#### [Task objective]
Report every line of the records beneath this task that holds the string "hedge".
Excerpted data Block Start
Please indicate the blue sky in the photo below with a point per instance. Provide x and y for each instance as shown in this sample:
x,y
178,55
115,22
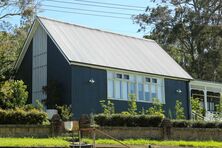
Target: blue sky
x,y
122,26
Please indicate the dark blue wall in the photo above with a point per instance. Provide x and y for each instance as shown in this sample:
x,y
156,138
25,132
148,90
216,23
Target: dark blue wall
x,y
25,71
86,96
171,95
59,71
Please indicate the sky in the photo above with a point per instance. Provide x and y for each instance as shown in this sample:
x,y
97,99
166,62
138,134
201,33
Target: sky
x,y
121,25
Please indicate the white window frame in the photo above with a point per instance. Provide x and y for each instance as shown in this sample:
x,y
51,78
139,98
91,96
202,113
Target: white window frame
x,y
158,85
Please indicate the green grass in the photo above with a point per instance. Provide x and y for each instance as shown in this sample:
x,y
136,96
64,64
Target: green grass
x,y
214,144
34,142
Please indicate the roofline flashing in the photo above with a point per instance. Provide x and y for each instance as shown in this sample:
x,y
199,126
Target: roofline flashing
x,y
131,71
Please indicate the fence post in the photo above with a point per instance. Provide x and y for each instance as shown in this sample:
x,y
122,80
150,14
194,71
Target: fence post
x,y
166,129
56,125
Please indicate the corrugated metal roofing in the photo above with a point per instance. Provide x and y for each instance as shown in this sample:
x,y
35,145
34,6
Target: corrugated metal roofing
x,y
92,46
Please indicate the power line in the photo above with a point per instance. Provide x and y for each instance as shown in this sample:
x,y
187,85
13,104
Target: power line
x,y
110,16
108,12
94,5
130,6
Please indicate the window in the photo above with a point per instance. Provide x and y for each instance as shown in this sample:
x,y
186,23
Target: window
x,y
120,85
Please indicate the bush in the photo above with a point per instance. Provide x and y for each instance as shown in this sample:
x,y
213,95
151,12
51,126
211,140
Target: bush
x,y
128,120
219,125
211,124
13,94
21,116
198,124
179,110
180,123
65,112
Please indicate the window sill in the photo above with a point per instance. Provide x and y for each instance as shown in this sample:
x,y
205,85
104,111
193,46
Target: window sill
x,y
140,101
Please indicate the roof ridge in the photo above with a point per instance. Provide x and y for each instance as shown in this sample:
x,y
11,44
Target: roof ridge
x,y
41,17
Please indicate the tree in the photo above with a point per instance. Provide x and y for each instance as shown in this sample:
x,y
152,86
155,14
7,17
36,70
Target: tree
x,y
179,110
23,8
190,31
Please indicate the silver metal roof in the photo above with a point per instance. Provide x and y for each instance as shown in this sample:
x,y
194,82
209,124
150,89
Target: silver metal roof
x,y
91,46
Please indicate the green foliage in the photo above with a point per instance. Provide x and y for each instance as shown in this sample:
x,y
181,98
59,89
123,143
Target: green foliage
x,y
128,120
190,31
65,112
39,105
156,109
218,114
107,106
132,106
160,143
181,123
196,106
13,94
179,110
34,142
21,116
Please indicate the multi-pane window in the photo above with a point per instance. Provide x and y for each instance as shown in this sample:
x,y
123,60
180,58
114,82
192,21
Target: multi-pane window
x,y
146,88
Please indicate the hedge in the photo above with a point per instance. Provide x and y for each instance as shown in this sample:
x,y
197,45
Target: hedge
Excerpted data Block End
#### [Written reply]
Please indicate the hedge in the photo above with a point per instance. Provide x and y for each instance as shown in this sample:
Target: hedge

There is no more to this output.